### [Input for this task]
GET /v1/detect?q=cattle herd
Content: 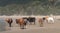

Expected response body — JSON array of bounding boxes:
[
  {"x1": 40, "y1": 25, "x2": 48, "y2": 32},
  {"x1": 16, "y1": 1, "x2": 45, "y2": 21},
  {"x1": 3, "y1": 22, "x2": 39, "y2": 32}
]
[{"x1": 5, "y1": 17, "x2": 54, "y2": 29}]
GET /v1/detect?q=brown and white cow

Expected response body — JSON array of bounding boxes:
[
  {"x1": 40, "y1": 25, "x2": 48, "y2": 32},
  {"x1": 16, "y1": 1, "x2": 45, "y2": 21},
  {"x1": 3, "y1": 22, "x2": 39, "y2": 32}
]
[
  {"x1": 16, "y1": 18, "x2": 26, "y2": 29},
  {"x1": 5, "y1": 18, "x2": 13, "y2": 27}
]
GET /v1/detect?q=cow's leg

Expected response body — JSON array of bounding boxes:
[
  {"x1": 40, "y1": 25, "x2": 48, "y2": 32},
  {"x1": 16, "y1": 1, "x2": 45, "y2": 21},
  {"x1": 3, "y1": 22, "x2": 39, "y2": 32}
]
[
  {"x1": 34, "y1": 22, "x2": 35, "y2": 25},
  {"x1": 20, "y1": 25, "x2": 24, "y2": 29},
  {"x1": 9, "y1": 23, "x2": 11, "y2": 27}
]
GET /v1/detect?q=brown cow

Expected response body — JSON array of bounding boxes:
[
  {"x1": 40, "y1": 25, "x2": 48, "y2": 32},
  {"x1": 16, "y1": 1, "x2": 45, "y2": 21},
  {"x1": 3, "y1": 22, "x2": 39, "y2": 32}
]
[
  {"x1": 16, "y1": 18, "x2": 26, "y2": 29},
  {"x1": 5, "y1": 18, "x2": 13, "y2": 27}
]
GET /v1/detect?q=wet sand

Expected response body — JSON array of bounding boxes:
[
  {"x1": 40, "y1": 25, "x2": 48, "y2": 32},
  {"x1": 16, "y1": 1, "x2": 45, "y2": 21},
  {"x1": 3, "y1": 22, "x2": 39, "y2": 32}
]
[{"x1": 0, "y1": 16, "x2": 60, "y2": 33}]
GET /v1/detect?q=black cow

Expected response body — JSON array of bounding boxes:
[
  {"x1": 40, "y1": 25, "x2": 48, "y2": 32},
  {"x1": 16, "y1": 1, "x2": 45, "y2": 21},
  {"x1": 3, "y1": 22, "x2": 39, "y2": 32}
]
[{"x1": 23, "y1": 17, "x2": 36, "y2": 24}]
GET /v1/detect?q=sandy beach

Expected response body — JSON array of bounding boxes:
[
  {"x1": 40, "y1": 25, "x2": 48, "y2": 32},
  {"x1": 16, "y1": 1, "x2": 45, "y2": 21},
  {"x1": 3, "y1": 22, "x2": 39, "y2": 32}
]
[{"x1": 0, "y1": 16, "x2": 60, "y2": 33}]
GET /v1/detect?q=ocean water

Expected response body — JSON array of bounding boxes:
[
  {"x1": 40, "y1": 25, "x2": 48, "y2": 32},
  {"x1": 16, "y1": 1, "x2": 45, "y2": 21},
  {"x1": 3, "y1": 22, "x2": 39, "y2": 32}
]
[{"x1": 0, "y1": 18, "x2": 6, "y2": 32}]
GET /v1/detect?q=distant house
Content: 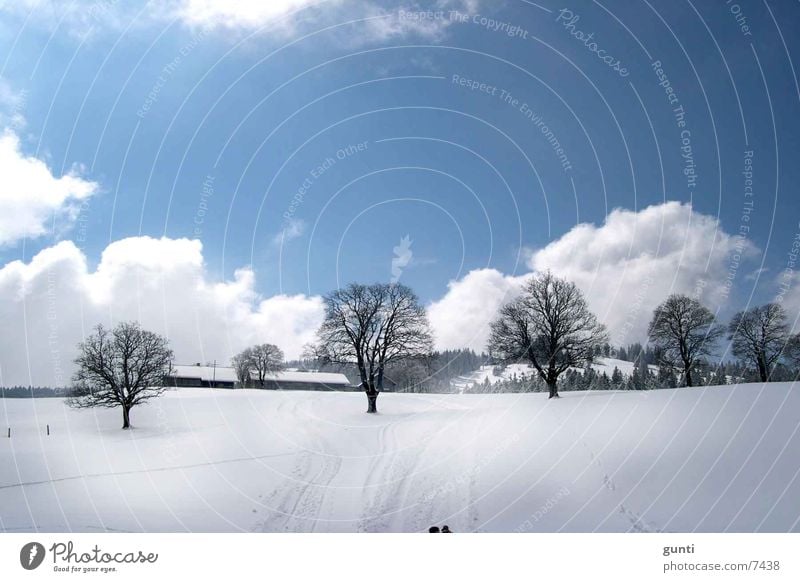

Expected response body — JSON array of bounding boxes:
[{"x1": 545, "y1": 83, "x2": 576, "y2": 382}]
[{"x1": 166, "y1": 365, "x2": 354, "y2": 391}]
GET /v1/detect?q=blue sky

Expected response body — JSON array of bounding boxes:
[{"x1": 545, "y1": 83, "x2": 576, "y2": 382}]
[{"x1": 0, "y1": 0, "x2": 800, "y2": 390}]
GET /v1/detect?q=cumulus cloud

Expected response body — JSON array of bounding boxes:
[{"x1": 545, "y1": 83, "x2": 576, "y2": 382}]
[
  {"x1": 429, "y1": 202, "x2": 757, "y2": 349},
  {"x1": 428, "y1": 269, "x2": 524, "y2": 352},
  {"x1": 0, "y1": 129, "x2": 98, "y2": 245},
  {"x1": 272, "y1": 218, "x2": 306, "y2": 245},
  {"x1": 0, "y1": 0, "x2": 478, "y2": 44},
  {"x1": 0, "y1": 237, "x2": 323, "y2": 385}
]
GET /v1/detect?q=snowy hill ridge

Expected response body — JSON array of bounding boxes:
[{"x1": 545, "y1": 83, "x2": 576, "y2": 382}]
[
  {"x1": 451, "y1": 358, "x2": 658, "y2": 392},
  {"x1": 0, "y1": 383, "x2": 800, "y2": 532}
]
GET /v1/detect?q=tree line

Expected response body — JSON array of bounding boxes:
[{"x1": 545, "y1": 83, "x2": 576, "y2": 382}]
[{"x1": 56, "y1": 272, "x2": 800, "y2": 428}]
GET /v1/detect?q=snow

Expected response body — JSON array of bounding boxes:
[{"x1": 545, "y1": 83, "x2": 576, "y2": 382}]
[
  {"x1": 0, "y1": 383, "x2": 800, "y2": 532},
  {"x1": 172, "y1": 365, "x2": 350, "y2": 386},
  {"x1": 450, "y1": 358, "x2": 658, "y2": 393}
]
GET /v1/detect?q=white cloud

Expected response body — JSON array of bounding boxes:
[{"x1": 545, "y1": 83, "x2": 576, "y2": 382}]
[
  {"x1": 174, "y1": 0, "x2": 340, "y2": 28},
  {"x1": 0, "y1": 129, "x2": 98, "y2": 245},
  {"x1": 429, "y1": 202, "x2": 757, "y2": 349},
  {"x1": 272, "y1": 218, "x2": 306, "y2": 245},
  {"x1": 0, "y1": 237, "x2": 323, "y2": 385},
  {"x1": 428, "y1": 269, "x2": 524, "y2": 352},
  {"x1": 0, "y1": 0, "x2": 479, "y2": 46}
]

### [What you have to do]
Gather every line of the listing above that contains the word "white", matching case exactly.

### [Response to the exercise]
GET /v1/detect?q=brown and white cow
GET /v1/detect?q=white cloud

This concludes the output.